**Tasks to carry out:**
a) In the SAS forum thread, repeat the part from "Tom · Posted" up to and including "the second step.", swapping "dataset" for "data set".
b) Put this sentence from the SAS forum thread into Spanish: "SAS will attempt to push as much of the processing as possible to the database."

**Extract provided:**
SAS Programming

David_Billa · Posted 02-25-2023 01:17 PM

Is there any better method other than shown below 'select distinct' method to create table in database from SAS? I tried proc summary but it's failing on some of the larger tables

%macro test_loop(
  type_list = 
);  
  proc sql noprint;  
    connect using &db_lib as _snow_temp;

      execute(
        create or replace table &schema_temp..&prompt_tbl_name as
          select distinct &current_distinct_var_list
          from &schema_temp..&source_tbl
        ;
      ) by _snow_temp;
            
      create table DATA.&prompt_table_name as
        select * from connection to _snow_temp (
          select *
          from &schema_temp..&prompt_tbl_name;
        )
      ;
      
    %end;    
  quit;
%mend test_loop;

%let type_list =   
  product_family*upn 
  product_family*region 
  plant_id*batch 
  batch*region 
  batch*event_region  
;
%test_loop(
  type_list = &type_list
)

Patrick · Posted 02-25-2023 07:09 PM

If you just need the distinct list of rows on the SAS side and you've got a libname defined then code as below would do the job as well.

options sastrace=',,,d' sastraceloc=saslog nostsuffix;
LIBNAME <libref> snow <connection-options> <LIBNAME-options>;

proc sql noprint;  
  select distinct &current_distinct_var_list
  from <libref>.&source_tbl
  ;
quit;

SAS will attempt to push as much of the processing as possible to the database.

The options set in the sample code above will show you in the SAS log what has been pushed to the database.

As long as you don't use SAS functions that SAS can't translate into database functions the whole SQL will run in snowflake.

Which functions SAS can push to the database is documented here.

View solution in original post

Tom · Posted 02-25-2023 01:26 PM

Do you actually need to create both a SNOWFLAKE table

create or replace table &schema_temp..&prompt_tbl_name

and a SAS dataset?

create table DATA.&prompt_table_name as

If you only want to create the dataset then skip the step to create the table and just use that query in the second step.

      create table DATA.&prompt_table_name as
        select * from connection to _snow_temp (
          select distinct &current_distinct_var_list
          from &schema_temp..&source_tbl
        )

**Dataset extract:**
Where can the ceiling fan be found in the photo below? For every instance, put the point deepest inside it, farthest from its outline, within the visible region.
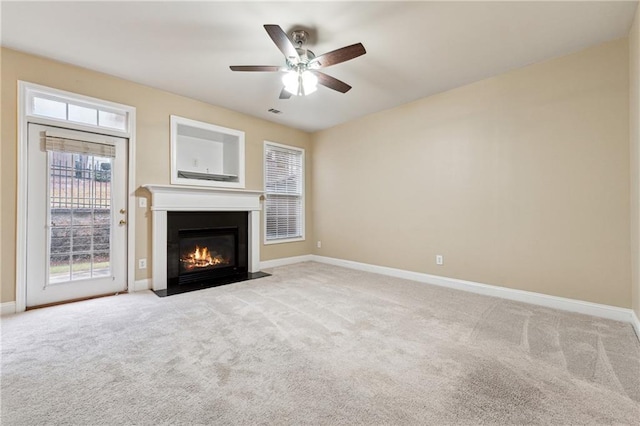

---

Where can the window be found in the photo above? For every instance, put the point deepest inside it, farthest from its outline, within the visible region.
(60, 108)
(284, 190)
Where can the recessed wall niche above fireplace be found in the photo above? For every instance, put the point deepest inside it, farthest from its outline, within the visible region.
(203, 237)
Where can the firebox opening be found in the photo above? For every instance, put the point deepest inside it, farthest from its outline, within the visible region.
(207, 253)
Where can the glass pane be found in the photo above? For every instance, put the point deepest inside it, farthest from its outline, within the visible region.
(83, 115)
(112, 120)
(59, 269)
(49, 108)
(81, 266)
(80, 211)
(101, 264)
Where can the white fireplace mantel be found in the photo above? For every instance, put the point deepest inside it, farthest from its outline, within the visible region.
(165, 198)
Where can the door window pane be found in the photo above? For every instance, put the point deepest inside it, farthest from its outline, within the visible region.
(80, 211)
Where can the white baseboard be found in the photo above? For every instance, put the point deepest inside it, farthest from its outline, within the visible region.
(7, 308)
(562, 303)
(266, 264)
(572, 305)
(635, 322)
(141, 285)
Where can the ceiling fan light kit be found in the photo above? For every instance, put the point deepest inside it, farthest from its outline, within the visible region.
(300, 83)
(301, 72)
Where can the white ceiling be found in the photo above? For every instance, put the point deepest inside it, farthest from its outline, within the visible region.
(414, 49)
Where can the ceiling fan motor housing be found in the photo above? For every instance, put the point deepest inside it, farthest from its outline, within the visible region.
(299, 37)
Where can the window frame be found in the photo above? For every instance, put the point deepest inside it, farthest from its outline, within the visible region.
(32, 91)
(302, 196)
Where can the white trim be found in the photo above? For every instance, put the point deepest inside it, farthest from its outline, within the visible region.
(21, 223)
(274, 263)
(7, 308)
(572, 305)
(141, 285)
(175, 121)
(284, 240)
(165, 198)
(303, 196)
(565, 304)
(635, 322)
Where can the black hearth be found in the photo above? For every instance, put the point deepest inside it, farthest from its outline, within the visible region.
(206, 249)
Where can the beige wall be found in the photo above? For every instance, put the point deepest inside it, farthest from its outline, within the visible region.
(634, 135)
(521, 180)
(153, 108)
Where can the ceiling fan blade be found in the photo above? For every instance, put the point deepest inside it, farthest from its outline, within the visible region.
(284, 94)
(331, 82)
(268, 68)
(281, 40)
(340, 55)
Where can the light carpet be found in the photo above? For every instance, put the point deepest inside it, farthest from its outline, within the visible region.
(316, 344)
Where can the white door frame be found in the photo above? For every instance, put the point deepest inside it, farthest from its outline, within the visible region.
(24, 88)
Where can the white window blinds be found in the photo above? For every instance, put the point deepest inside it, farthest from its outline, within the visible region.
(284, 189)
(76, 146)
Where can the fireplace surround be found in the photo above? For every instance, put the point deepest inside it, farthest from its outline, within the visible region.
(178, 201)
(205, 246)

...

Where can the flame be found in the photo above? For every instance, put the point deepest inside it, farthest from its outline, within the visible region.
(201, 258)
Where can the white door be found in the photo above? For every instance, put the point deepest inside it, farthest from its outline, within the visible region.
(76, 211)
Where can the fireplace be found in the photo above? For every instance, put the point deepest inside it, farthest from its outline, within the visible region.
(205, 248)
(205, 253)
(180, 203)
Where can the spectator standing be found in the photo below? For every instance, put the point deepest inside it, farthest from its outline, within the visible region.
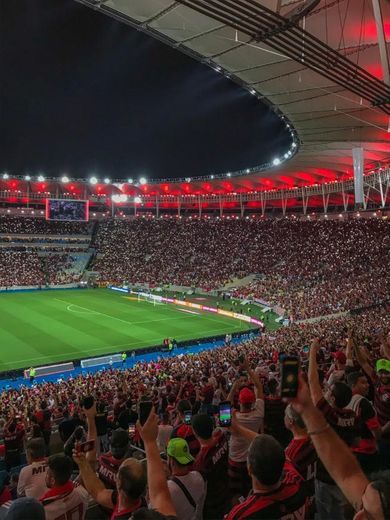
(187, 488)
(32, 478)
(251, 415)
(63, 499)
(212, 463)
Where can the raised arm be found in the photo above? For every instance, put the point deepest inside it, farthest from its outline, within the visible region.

**Results in order:**
a)
Tom · Posted 02-25-2023 01:26 PM

Do you actually need to create both a SNOWFLAKE table

create or replace table &schema_temp..&prompt_tbl_name

and a SAS data set?

create table DATA.&prompt_table_name as

If you only want to create the data set then skip the step to create the table and just use that query in the second step.

b) SAS intentará trasladar a la base de datos la mayor parte posible del procesamiento.